AIM A: Pick out every line of the records below that contains the word "girl".

# Fully restrained beam moment diagram

1. Jun 25, 2014

### soronemus

1. The problem statement, all variables and given/known data
Find the shear and bending moment diagram for a fully restrained beam with a length of 5m, a uniform distributed load of 1kN/m from x=0 to 2m, a point load of 1kN at 2m, and another uniform distributed load of .9kN/m from x=2, to x=5.

2. Relevant equations

3. The attempt at a solution
I am running into trouble finding the reaction points at A and B (the two fixed ends). The beam is statically indeterminate so I cannot sum the forces in the y direction, and sum the moments about A. I am a mechanical engineering graduate who may have briefly gone over this in my strengths class but that was a long time ago. I was reading up on deflection formulas and if I can get all the information I need if I can write the moment equation, but that is also giving me trouble (I cannot figure out how to break it up correctly to get the free body diagram for each section and obtain the moment equation to integrate/derivate). Any help would be appreciated.

2. Jun 25, 2014

### SteamKing

Staff Emeritus
The following attachment may provide a refresher to help you tackle this problem:

Set up the problem with the normal equations of statics as if the beam were determinate. Because you have several different loads applied to the same beam, writing the slope and deflection equations might get a little complicated. Since linearity applies, you can always treat each load separately, solve for the unknown reactions, and then determine the total reactions for the combined loading.

AIM B: Rewrite the beam thread from "2. Jun 25, 2014" down to "the combined loading.", putting "support forces" in place of "reactions".

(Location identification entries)
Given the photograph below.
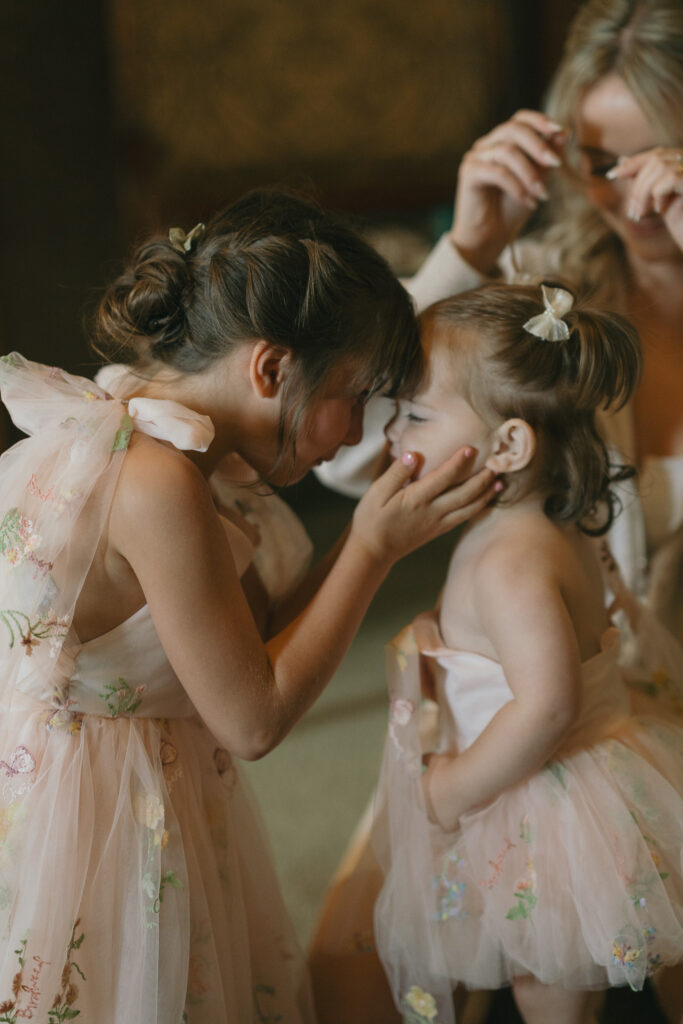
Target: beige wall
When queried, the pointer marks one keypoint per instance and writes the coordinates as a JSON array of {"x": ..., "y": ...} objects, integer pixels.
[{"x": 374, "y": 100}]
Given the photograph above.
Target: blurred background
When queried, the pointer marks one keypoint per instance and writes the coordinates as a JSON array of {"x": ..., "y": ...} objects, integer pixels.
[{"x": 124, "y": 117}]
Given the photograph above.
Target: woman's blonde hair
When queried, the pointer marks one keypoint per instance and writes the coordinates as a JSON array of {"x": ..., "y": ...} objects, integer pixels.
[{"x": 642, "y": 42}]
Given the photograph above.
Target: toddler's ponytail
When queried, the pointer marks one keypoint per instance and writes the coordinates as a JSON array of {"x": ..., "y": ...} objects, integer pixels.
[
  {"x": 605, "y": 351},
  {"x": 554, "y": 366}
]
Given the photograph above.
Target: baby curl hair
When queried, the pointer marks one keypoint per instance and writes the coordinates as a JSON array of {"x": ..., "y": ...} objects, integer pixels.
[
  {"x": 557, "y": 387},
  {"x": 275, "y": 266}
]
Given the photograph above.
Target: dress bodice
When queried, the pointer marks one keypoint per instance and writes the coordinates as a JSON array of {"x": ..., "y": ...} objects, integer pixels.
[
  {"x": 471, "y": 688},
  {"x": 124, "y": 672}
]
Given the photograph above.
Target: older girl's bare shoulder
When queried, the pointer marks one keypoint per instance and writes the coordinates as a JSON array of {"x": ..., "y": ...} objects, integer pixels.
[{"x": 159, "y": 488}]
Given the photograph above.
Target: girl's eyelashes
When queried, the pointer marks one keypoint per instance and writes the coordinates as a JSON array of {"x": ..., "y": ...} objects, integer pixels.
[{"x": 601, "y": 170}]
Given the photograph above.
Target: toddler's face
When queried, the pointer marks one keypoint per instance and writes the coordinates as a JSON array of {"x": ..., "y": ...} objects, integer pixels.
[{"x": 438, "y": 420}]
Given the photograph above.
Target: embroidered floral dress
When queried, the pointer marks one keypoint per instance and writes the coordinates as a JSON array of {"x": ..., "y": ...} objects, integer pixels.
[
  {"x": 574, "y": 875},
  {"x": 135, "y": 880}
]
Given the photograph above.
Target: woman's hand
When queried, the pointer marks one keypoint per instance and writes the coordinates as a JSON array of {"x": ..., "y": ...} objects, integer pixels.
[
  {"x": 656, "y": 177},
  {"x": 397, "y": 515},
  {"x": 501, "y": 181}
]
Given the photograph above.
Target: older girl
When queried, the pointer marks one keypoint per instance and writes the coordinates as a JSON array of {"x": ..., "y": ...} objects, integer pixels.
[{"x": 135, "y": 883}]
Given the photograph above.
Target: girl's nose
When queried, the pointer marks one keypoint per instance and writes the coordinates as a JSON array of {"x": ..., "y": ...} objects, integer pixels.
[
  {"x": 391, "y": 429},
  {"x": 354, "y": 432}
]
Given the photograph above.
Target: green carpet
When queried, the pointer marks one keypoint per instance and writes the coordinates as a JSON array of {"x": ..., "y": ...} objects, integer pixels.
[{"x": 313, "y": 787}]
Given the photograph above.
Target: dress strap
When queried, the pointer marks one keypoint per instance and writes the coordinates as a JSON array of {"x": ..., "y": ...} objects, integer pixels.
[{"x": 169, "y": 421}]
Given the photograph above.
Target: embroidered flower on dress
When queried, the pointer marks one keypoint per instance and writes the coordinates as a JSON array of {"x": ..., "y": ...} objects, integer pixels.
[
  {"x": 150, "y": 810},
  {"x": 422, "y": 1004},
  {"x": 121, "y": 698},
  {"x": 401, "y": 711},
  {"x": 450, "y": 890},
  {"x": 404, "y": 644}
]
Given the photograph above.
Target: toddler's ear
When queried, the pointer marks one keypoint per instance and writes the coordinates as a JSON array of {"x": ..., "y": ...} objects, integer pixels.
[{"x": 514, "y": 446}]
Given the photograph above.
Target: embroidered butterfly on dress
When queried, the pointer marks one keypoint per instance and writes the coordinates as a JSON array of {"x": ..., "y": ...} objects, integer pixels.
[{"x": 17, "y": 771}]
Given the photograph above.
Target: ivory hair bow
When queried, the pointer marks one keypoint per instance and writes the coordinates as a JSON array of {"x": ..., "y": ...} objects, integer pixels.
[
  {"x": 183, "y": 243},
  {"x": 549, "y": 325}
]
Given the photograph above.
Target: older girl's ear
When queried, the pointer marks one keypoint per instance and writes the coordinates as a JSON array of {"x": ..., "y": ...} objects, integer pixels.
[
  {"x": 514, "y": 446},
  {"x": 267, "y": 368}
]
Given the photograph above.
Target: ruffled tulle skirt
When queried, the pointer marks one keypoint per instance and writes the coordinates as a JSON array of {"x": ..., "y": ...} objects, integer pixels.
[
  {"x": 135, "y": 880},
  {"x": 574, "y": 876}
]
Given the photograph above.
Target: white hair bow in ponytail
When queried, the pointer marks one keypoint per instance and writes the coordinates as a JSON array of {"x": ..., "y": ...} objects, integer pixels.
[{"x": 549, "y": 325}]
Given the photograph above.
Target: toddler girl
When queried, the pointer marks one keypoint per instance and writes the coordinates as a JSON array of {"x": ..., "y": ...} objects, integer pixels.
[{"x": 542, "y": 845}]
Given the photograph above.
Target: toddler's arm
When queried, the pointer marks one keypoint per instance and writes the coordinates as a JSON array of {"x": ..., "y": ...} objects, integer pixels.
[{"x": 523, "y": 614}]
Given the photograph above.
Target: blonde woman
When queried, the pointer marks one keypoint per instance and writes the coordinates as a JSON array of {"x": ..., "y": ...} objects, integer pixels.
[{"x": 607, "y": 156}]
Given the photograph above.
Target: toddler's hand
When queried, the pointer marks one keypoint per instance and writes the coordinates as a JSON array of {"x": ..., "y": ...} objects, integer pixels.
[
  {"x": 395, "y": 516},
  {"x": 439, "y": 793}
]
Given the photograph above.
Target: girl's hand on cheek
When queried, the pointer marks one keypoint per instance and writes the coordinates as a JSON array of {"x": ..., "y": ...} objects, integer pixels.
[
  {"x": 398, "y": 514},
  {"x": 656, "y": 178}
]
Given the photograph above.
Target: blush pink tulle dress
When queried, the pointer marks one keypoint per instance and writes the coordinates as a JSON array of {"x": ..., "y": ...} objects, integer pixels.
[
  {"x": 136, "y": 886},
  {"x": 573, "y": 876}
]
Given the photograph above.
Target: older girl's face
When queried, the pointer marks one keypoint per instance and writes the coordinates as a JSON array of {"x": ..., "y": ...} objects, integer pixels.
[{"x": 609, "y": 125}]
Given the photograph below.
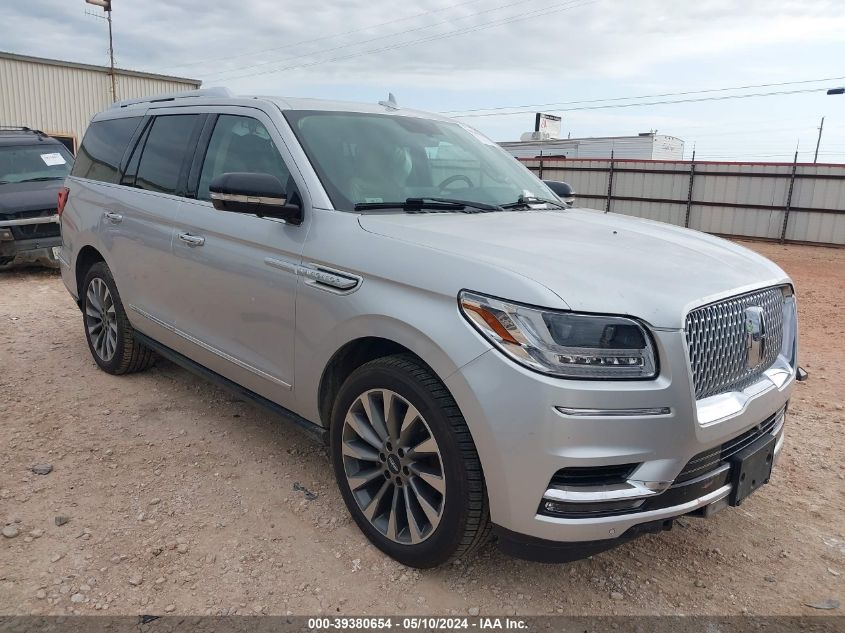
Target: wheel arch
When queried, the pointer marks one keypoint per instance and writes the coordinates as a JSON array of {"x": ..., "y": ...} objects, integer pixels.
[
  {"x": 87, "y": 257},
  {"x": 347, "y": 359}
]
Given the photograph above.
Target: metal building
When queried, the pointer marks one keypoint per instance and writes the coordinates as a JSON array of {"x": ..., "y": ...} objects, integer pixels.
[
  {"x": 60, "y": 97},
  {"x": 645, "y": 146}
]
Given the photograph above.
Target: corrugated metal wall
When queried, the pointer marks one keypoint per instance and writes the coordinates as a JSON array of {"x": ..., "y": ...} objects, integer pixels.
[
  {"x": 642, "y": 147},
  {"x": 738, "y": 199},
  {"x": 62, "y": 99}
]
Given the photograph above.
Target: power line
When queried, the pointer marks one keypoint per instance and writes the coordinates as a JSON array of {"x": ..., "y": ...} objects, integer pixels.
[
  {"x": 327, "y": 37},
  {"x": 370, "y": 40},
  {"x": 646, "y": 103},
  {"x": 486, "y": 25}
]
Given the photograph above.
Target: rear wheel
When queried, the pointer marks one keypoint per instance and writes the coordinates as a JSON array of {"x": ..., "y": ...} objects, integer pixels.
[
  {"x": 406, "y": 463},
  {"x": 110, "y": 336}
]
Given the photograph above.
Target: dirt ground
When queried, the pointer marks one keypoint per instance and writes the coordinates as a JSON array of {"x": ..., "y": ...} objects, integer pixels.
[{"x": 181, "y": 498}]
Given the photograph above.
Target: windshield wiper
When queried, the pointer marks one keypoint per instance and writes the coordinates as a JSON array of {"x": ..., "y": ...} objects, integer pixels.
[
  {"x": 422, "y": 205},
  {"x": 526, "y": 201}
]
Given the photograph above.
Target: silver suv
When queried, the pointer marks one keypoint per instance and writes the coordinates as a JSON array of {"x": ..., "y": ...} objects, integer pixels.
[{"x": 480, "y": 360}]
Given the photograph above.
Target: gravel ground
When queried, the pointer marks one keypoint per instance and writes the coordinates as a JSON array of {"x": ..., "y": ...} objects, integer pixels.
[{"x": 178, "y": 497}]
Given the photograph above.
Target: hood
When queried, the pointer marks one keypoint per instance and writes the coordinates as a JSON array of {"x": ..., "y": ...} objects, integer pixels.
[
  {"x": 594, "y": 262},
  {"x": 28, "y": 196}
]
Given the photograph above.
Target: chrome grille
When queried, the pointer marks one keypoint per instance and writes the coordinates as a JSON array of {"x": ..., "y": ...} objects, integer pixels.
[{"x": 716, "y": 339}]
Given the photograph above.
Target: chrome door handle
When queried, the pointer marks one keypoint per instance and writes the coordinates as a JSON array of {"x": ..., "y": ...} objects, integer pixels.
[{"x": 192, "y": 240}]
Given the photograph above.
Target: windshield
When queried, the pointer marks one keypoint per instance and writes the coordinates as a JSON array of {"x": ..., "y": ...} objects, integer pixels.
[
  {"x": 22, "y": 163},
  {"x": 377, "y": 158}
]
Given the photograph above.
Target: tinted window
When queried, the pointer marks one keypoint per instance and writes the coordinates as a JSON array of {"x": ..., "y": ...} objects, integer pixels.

FULL RESPONSE A:
Target: older girl's bare shoulder
Target: girl's eyelashes
Target: older girl
Target: girl's nose
Target: older girl's ear
Target: toddler girl
Target: girl's hand on cheek
Target: older girl's face

FULL RESPONSE B:
2. Jun 25, 2014

### SteamKing

Staff Emeritus
The following attachment may provide a refresher to help you tackle this problem:

Set up the problem with the normal equations of statics as if the beam were determinate. Because you have several different loads applied to the same beam, writing the slope and deflection equations might get a little complicated. Since linearity applies, you can always treat each load separately, solve for the unknown support forces, and then determine the total support forces for the combined loading.